=== Data supplied ===
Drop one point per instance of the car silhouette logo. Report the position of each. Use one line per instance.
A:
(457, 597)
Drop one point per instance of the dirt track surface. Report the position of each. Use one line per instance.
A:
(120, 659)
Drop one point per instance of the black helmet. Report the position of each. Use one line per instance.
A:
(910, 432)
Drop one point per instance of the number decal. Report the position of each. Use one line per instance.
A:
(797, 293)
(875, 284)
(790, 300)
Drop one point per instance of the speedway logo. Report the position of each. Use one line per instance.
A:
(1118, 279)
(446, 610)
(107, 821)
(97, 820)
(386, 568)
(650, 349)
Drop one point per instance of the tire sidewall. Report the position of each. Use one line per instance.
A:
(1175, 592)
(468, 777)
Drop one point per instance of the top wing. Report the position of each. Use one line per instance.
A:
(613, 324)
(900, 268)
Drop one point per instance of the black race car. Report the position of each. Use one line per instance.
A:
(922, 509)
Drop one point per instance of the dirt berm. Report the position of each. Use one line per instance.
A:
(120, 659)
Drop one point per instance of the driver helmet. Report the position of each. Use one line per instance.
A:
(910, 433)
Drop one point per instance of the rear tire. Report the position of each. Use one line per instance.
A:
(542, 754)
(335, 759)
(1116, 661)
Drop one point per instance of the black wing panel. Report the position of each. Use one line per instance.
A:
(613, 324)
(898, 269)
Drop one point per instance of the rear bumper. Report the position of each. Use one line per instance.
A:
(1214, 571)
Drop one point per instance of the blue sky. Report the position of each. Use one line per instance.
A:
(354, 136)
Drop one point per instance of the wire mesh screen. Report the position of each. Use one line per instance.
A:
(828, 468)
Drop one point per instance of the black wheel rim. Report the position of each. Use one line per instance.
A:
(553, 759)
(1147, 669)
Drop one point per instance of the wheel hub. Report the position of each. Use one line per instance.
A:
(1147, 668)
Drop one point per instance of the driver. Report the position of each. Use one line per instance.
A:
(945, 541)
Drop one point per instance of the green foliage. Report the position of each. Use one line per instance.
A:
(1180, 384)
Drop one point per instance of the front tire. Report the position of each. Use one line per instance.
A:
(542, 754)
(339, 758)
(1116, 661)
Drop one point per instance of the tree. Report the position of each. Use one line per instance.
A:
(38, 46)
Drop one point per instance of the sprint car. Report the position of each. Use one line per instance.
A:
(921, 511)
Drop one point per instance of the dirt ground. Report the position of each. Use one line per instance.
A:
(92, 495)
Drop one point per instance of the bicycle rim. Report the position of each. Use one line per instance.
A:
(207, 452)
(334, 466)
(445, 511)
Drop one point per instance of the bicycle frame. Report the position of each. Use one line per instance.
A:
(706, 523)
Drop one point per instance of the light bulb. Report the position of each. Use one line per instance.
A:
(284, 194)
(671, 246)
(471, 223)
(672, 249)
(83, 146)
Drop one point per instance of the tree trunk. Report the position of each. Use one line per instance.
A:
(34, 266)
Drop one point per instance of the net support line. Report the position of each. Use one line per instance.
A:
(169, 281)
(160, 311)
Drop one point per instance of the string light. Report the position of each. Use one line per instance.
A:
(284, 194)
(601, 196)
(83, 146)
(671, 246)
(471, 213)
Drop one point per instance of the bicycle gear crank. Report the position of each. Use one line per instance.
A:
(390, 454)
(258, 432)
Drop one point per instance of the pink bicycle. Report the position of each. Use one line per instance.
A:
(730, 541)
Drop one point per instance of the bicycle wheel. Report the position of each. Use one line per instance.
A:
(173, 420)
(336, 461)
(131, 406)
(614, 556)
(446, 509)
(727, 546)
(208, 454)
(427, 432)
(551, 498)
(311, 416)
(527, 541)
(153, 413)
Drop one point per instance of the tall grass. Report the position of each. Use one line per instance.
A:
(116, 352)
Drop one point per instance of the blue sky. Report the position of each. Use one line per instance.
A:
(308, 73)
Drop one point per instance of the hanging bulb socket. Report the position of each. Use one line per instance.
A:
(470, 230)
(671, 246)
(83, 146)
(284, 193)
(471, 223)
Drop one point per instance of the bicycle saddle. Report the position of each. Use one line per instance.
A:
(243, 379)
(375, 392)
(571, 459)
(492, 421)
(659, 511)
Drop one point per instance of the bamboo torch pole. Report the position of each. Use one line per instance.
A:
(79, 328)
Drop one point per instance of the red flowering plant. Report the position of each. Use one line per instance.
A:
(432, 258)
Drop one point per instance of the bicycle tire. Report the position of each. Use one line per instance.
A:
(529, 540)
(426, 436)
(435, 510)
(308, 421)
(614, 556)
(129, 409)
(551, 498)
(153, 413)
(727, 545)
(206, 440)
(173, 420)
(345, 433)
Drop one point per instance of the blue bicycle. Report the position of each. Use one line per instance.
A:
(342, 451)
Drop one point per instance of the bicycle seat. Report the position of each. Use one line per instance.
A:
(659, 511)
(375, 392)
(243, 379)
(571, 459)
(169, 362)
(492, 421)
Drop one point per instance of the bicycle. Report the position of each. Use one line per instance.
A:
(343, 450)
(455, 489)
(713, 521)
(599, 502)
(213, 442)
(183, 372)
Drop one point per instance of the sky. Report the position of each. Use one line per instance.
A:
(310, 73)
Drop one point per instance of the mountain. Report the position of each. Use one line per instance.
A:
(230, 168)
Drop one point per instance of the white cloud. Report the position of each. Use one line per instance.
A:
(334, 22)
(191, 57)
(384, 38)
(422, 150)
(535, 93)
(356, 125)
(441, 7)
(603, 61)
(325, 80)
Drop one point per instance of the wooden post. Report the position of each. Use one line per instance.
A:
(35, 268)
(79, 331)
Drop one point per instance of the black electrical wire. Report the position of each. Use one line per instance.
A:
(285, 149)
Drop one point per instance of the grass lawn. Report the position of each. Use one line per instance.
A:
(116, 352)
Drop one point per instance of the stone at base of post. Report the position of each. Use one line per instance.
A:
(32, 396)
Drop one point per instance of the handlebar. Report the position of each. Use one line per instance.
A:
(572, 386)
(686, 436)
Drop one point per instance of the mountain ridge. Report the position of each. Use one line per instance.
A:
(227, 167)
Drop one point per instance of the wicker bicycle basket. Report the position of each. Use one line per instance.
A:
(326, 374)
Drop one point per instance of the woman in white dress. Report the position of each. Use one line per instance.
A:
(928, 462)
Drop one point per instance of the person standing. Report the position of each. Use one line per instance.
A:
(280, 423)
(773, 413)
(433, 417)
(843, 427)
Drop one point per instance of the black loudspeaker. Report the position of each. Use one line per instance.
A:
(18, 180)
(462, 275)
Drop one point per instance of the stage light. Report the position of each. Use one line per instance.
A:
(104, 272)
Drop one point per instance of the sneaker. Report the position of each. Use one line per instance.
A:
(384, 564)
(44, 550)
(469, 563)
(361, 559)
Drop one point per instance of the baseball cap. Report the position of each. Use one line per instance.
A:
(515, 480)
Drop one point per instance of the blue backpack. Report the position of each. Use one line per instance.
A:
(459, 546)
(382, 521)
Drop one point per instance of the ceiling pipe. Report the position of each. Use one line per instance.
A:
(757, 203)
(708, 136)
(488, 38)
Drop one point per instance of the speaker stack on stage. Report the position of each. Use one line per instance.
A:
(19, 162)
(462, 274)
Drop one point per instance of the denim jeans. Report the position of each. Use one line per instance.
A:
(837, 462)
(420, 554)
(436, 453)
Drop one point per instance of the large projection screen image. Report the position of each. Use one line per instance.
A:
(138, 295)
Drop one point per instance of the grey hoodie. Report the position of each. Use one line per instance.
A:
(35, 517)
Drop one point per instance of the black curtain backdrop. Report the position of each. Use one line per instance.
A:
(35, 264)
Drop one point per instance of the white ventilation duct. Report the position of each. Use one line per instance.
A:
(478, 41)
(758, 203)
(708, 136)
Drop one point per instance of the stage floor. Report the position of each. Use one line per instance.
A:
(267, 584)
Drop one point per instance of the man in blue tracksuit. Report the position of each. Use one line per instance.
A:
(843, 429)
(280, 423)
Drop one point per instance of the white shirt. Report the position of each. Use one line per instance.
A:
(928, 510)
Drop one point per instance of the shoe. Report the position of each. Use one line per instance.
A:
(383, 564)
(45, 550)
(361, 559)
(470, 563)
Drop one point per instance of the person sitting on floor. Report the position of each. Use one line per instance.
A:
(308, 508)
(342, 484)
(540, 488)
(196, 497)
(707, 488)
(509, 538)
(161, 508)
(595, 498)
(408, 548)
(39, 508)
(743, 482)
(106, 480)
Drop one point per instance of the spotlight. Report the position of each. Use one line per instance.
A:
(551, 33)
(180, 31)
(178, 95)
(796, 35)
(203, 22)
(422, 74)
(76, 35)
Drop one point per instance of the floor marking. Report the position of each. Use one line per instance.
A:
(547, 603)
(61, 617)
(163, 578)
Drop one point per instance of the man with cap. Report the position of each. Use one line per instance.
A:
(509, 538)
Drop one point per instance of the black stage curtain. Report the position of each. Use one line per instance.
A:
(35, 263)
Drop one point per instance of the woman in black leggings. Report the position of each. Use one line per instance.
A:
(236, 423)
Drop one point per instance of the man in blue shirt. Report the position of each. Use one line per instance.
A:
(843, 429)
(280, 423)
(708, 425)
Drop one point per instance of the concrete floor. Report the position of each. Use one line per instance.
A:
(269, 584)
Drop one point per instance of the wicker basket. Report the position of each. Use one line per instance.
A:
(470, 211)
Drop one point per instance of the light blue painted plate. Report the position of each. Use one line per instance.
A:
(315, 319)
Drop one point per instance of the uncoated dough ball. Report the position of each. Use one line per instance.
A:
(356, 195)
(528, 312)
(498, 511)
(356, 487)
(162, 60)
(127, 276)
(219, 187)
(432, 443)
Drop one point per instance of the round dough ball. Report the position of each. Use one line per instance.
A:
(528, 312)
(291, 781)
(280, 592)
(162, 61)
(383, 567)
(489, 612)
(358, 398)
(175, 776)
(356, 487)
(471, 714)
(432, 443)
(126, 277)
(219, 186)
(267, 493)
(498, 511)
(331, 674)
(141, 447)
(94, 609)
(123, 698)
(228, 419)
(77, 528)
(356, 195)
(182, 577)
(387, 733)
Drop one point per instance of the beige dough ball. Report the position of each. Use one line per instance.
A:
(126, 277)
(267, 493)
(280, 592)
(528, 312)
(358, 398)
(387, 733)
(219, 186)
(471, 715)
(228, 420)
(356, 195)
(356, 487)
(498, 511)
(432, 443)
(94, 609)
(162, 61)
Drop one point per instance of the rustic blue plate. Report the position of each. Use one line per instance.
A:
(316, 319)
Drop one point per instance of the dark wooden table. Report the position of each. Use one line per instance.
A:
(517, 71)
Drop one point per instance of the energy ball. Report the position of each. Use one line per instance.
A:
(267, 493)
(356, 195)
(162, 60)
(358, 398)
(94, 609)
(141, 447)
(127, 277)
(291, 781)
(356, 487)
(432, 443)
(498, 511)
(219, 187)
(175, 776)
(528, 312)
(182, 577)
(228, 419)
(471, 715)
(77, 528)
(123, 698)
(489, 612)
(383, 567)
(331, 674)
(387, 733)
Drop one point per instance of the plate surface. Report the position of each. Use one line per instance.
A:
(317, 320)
===
■ What the task asks: Reproduce the records from the line containing "Drop one point per instance of the wire" up to and including the line containing "(1180, 384)", requests and all, with every coordinate in the answers shifted up by 42. Give only those lines.

■ Solution:
Drop one point per instance of the wire mesh screen. Report the position of each. Use one line per instance.
A:
(870, 510)
Drop one point per instance of the black wheel rim. Report the position of each. Use one line per instance.
A:
(595, 801)
(1189, 711)
Drop one point per instance of the wheel hub. Report the position of each. Use one line per instance.
A:
(1189, 710)
Drop one point per instance of the driver. Report the position of each. Use one line per instance.
A:
(987, 583)
Drop one point per instance of the green foliage. Report the position of each. Use one line per instance.
A:
(1222, 426)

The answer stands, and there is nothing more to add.